TO DO
List every line of the records below that contains the word "seat", copying each line in full.

Records from a data source
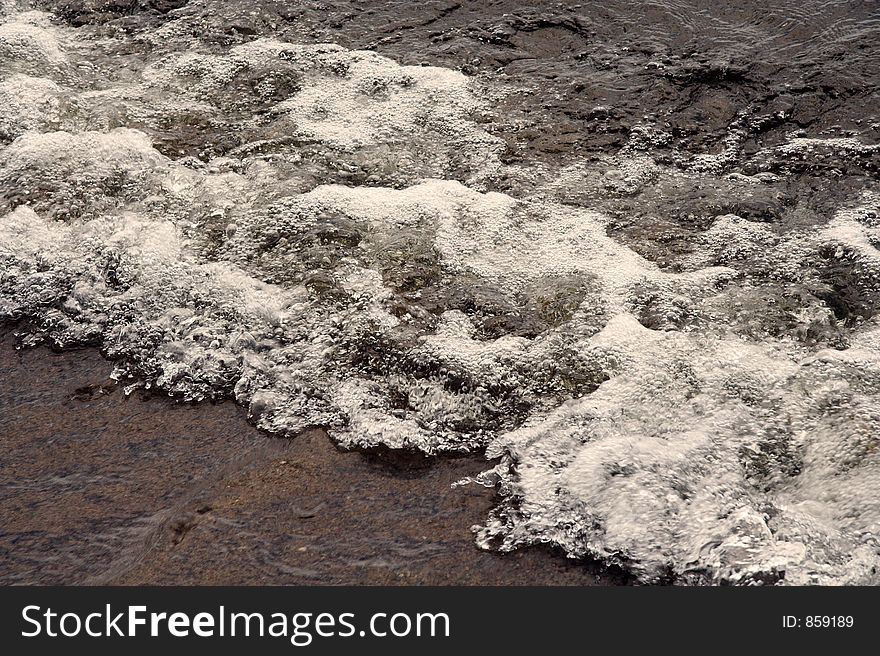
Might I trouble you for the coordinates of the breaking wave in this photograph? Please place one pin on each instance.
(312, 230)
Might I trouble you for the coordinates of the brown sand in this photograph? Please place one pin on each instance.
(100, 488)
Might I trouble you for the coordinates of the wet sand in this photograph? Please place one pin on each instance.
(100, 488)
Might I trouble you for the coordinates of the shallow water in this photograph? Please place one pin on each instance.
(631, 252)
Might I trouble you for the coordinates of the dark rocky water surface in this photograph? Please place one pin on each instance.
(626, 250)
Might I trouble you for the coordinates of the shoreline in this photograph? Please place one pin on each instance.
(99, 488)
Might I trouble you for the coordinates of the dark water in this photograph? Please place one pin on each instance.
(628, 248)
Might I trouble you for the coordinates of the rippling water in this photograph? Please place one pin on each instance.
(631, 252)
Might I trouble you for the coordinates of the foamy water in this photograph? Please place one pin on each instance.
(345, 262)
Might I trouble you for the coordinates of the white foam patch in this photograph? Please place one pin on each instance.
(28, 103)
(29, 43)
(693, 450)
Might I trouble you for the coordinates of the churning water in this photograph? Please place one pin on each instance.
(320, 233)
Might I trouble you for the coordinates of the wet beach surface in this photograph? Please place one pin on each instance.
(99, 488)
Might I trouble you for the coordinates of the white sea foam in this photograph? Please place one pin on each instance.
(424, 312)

---

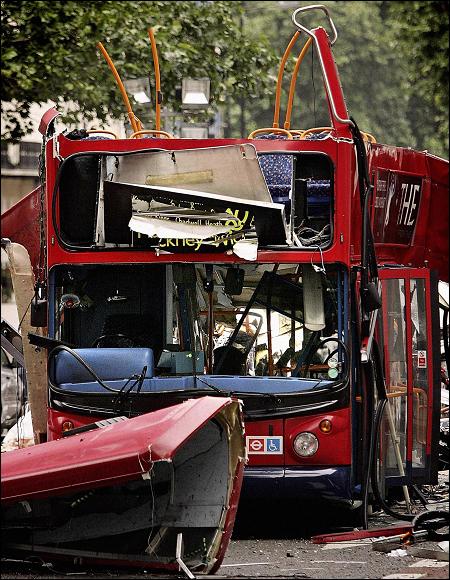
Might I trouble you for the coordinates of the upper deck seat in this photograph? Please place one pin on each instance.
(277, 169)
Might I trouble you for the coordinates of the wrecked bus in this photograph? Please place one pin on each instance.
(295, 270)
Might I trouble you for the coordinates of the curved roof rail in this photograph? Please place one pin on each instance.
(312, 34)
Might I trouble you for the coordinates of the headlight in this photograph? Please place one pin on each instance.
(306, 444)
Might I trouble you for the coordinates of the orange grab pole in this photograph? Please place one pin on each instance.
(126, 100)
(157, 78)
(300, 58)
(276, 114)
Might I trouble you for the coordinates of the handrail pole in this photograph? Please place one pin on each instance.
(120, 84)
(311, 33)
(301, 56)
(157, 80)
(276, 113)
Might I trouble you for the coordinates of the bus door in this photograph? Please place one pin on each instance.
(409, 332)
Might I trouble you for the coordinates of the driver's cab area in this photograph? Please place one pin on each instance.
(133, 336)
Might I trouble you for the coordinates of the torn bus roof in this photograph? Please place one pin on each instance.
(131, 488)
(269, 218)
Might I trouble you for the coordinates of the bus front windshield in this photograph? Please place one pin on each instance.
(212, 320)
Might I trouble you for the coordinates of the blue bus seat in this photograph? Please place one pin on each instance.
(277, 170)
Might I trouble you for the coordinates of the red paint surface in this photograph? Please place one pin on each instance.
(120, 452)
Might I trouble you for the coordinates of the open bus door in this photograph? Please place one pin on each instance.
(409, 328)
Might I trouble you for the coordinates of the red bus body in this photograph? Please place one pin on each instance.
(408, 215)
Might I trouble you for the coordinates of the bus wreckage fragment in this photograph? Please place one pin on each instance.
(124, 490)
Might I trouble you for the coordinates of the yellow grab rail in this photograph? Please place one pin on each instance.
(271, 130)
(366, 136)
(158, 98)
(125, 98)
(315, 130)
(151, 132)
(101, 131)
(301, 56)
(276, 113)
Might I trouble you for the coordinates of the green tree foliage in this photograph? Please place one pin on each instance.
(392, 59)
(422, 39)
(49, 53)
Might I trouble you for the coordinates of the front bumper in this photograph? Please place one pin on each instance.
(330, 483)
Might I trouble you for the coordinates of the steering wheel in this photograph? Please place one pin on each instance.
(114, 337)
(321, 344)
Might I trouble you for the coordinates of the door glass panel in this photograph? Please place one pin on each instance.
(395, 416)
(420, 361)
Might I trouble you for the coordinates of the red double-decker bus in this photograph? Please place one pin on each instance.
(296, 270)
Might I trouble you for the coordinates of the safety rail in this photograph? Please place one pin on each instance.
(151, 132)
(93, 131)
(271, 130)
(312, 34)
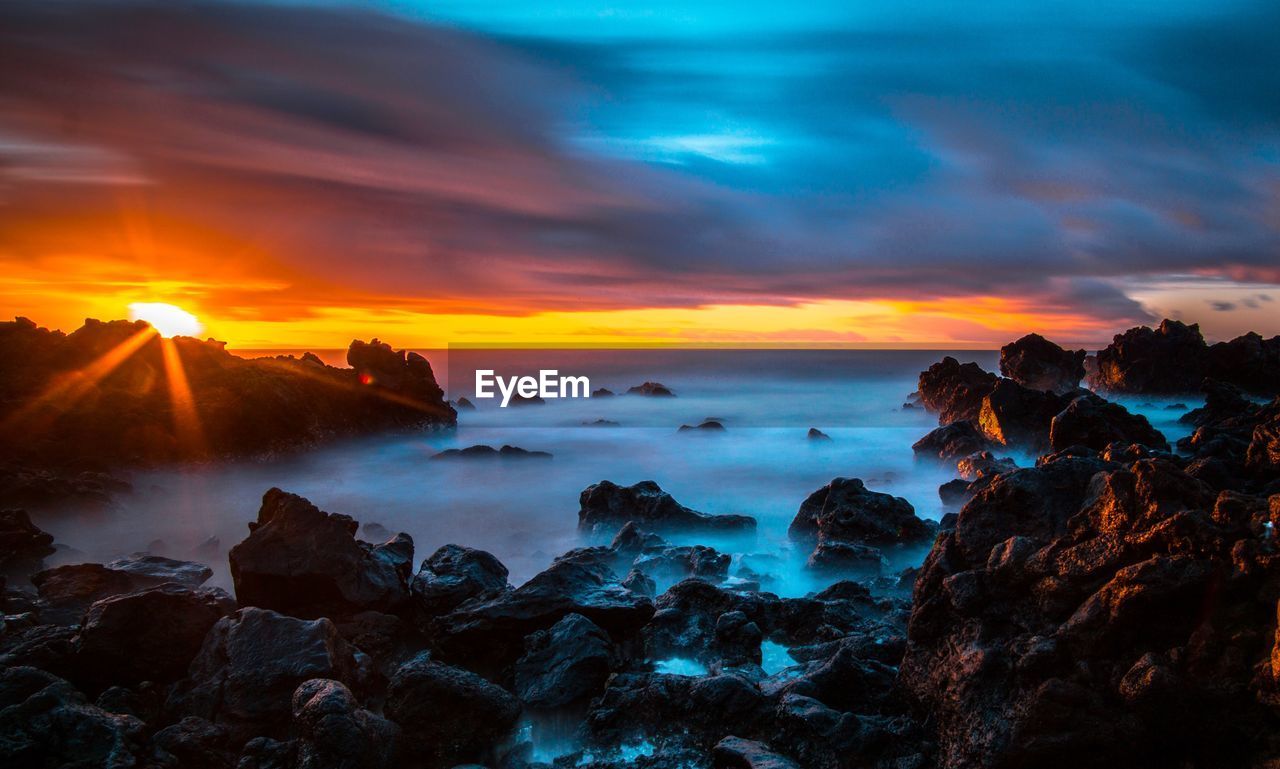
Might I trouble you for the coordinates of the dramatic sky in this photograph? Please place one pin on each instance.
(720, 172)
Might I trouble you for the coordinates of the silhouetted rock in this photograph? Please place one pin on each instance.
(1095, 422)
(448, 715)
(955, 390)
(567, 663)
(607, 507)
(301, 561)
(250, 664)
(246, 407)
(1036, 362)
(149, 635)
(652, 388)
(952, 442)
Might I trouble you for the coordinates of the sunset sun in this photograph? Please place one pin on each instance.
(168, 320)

---

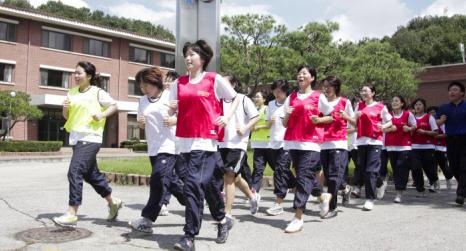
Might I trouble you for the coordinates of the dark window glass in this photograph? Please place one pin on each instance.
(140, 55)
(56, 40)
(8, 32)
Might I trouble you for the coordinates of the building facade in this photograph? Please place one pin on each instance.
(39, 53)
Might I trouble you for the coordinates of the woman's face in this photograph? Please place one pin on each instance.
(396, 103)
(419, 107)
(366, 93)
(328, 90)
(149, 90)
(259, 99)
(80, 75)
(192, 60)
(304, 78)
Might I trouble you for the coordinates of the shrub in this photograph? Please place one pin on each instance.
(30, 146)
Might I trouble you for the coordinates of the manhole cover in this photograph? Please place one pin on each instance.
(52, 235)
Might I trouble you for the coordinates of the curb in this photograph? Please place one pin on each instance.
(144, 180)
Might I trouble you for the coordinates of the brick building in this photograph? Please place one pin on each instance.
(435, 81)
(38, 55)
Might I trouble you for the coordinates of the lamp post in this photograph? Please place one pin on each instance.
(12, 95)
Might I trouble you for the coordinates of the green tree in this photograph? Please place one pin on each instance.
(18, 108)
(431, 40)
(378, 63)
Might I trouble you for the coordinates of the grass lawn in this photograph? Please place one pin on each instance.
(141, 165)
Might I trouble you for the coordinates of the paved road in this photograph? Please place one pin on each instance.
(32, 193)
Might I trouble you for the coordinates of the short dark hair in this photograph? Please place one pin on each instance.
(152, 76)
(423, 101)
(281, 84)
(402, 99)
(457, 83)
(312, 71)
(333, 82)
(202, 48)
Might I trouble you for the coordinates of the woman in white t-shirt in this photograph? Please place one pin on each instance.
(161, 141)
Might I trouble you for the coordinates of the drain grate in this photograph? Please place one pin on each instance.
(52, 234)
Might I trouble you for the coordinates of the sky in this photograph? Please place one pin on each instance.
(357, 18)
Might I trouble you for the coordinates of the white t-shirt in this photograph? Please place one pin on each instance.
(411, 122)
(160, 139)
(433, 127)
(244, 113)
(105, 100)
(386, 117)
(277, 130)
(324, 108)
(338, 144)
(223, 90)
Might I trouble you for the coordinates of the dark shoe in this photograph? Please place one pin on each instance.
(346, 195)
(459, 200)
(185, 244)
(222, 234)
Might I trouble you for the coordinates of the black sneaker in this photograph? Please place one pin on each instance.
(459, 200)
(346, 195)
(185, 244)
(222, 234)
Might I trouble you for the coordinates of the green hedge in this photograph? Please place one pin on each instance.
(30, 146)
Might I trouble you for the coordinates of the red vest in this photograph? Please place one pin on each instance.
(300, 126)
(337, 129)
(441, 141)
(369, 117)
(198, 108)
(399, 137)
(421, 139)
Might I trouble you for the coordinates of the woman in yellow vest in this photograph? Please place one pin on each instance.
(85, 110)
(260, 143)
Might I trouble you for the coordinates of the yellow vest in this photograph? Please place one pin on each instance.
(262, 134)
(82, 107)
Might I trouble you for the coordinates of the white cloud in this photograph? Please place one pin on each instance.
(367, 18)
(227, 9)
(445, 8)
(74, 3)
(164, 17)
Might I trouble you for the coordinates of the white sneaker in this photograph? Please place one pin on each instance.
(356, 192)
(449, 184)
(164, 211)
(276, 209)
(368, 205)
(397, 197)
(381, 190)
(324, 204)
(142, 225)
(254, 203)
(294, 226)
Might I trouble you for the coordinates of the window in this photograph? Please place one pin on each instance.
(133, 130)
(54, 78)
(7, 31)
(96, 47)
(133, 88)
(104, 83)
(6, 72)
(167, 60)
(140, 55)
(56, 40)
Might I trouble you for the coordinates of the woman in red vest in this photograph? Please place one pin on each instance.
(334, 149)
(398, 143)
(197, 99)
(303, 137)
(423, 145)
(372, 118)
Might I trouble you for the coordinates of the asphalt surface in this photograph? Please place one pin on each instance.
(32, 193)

THE SOLUTION
Might I trouble you for the coordinates of the upper deck seat in this photograph? Please place one pin on each instance.
Might I trouble you for the coordinates of the blue bus seat in this photograph? Please place one pin on each instance.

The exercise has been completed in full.